● STATED EXERCISE:
Quote the whole listing word for word, please.

● PROVIDED RECORDS:

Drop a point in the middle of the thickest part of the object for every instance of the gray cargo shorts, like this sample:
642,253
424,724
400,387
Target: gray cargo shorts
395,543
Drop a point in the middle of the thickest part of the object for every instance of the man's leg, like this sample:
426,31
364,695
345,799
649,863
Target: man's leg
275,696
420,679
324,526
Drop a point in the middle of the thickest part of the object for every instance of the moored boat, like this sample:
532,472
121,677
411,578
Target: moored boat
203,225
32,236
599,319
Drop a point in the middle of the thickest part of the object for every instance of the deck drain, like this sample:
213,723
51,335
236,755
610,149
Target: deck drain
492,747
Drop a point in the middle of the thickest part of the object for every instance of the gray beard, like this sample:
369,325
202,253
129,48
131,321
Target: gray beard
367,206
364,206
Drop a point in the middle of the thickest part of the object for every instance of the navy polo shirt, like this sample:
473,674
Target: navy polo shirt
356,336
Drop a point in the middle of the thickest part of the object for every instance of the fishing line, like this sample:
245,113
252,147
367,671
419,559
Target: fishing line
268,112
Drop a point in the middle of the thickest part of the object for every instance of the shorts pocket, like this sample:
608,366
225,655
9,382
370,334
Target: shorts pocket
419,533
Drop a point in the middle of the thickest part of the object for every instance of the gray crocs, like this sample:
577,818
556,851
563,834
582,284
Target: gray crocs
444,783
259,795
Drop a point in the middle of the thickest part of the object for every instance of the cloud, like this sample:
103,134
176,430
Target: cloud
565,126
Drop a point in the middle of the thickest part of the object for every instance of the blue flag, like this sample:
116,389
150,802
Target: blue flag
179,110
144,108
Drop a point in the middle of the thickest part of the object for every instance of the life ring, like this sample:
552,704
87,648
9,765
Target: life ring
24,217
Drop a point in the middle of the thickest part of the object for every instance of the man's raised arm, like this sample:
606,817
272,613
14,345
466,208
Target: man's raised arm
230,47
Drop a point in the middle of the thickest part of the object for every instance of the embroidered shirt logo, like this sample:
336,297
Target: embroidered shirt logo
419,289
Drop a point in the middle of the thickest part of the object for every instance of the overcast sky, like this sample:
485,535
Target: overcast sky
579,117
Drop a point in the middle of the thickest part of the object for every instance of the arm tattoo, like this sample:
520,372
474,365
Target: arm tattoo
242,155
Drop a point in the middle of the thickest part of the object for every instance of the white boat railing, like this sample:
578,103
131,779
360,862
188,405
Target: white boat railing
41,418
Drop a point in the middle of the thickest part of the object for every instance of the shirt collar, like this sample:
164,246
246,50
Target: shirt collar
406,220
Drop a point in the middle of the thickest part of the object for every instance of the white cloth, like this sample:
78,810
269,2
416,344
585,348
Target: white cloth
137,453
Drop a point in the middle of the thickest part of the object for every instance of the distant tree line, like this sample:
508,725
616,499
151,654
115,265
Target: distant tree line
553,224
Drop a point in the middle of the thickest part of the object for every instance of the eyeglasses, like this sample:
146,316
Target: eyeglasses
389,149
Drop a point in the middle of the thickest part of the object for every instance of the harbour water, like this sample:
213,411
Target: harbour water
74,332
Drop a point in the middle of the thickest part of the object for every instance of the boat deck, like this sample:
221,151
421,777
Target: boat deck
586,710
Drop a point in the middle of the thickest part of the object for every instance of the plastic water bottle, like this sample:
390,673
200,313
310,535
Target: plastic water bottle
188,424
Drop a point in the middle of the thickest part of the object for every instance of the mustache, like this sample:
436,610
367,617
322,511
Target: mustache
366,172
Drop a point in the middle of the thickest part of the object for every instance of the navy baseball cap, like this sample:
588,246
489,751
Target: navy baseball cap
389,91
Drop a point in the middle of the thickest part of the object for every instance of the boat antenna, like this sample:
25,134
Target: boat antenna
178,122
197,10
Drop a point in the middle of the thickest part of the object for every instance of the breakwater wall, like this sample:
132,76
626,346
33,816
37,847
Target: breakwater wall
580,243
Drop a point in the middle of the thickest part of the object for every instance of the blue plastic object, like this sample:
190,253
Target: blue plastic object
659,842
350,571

● EXPECTED ANSWER:
Drop a point in the middle of the thickest part of the object for every instance of the gray cargo shorts, like this sample:
642,253
424,724
400,387
Target: gray cargo shorts
395,543
Drop a point in the middle of the thickest part of the object for every instance of the man's leg, like this sample:
426,31
364,695
345,799
649,863
Target: man's leg
275,696
420,679
324,526
Drop a point in the middle of the thickest part of the object for every instance of the moored boat, like this sample:
532,472
121,677
411,578
Target: moored boat
203,225
32,236
599,319
Drop a point in the middle of the thickest part of the object for every instance of the deck drain, like this sample:
213,723
51,335
236,755
610,149
Target: deck drain
492,747
Drop a point in the middle of the thickest part of the object for every instance of the gray beard, like this sample:
369,325
202,253
129,48
131,321
Target: gray beard
367,206
364,206
Drop a point in the middle of the thickest part of the object for every instance of the navy polo shirt, like this sample:
473,674
Target: navy polo shirt
356,336
Drop a point in the middle of the thickest part of the object for every instance of the fishing line, like this sample:
245,113
252,147
367,671
419,559
Target: fishing line
268,112
Drop a point in the middle of the thickest part of the object for every instance of the shorts pocket, like this sample:
608,366
225,655
9,382
370,334
Target: shorts pocket
419,533
Drop a point in the middle of the thickest part of the object for every instance of the gray crocs, like this sample:
577,818
556,851
563,834
582,284
Target: gray crocs
444,783
259,795
Drop a point in the middle of the thickest part of the object for every instance of the cloud, like this sample:
103,134
176,430
Target: cloud
565,126
Drop a point in the middle of the thickest part of the object for every instance of the blue flag, like this sample:
116,389
150,802
Target: blue flag
179,110
144,108
Drop a point in the middle of the thickest part of the object for every instance of the life ring, like this sample:
552,704
87,648
9,765
Target: life ring
24,217
Drop a point in the middle of the thickest part of the object for every instance of the man's raised arm, like this sample:
606,817
272,613
14,345
466,208
Target: man's raised arm
230,47
Drop a point in the middle of the thickest part of the object for every instance of the embroidered shirt logo, like this sample:
336,297
Target: embroidered shirt logo
419,289
Drop a point in the middle of the thickest part of the object for every instance of the overcast sky, like this sample:
485,535
Target: overcast sky
579,117
Drop a point in the middle of the thickest part of the object for every instance of the arm tattoo, like this sample:
520,372
474,365
Target: arm tattoo
242,155
Drop a point in the middle of the thickest part of the object for every instance of the white boat railing, like this sample:
578,103
131,779
360,862
188,405
Target: white boat railing
41,418
Drop a point in the middle of the thickest part of the object for every instance of the shirt collar, like this sample:
164,246
246,50
Target: shirt collar
406,220
Drop a point in the middle of the thickest part of the object for every instance of the white cloth, like this sample:
78,810
269,2
416,344
585,348
Target: white cloth
137,453
Drop a point in the middle of the thickest part of the object for every instance of the distant tree line, like this sample:
508,725
616,499
151,654
115,265
Target: distant tree line
553,224
Drop a point in the middle of the thickest part of the object for every instance of the eyeglasses, like this sample:
146,316
Target: eyeglasses
389,149
Drop a point in the middle of the thickest part of the object for every instance of the harbour water, like this sample:
213,411
Target: harbour water
74,332
Drop a point in the middle of the thickest part of the object for every instance of the boat deck, like this sample:
221,151
421,777
Target: boat deck
586,710
Drop a point in the middle of the thickest part of the object for every instance of the plastic water bottle, like this sample:
390,673
200,313
310,535
Target: plastic water bottle
188,424
Drop a point in the middle of the thickest part of the object for every instance of the mustache, like this sample:
436,610
367,617
322,511
Target: mustache
366,172
Drop a point in the middle of the thickest part of the object for every instance of the navy baseball cap, like this sample:
588,246
489,751
Target: navy baseball cap
389,91
Drop a point in the middle of the thickest part of the object for every instance of the boat antenna, like this sample:
25,134
Target: boat antenna
178,122
197,10
Drop a point in the middle of the thickest part of the object for every instance of the breakwater wall, like this sample:
132,76
626,346
33,816
37,847
Target: breakwater wall
580,243
Drop a point in the middle of the thickest part of the object for every instance of the blue plastic object, like this sample:
190,253
Target: blue plastic object
659,842
350,571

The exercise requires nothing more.